Count the lines in the records below that contain the string "visual", treating uppercase and lowercase letters as different. Reply with the number alone.
▬▬▬▬▬▬
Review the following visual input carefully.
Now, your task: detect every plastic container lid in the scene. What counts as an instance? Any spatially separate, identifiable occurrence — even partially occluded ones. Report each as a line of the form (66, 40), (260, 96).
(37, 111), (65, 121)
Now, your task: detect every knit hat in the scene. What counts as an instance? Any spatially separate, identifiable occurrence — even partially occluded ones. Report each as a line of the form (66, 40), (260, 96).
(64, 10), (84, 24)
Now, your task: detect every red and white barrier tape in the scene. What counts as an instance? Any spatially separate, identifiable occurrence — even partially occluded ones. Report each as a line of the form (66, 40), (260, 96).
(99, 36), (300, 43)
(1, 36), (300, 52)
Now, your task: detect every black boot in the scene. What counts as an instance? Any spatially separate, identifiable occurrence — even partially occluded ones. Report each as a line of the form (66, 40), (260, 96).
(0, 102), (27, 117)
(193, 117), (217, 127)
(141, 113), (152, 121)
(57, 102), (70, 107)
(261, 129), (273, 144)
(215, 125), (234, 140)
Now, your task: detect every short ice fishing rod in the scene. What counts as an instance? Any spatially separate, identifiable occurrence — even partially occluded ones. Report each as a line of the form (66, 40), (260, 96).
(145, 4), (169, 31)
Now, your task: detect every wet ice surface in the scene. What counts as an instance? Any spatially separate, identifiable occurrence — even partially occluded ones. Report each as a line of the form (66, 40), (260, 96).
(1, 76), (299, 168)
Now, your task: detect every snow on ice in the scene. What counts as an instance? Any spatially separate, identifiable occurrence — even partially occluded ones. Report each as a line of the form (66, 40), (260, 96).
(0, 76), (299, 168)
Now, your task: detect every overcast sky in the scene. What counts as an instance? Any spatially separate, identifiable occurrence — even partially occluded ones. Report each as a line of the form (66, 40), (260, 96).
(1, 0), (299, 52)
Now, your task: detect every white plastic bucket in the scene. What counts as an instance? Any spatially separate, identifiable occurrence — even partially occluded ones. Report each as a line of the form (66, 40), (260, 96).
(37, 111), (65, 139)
▬▬▬▬▬▬
EXERCISE OUTPUT — 1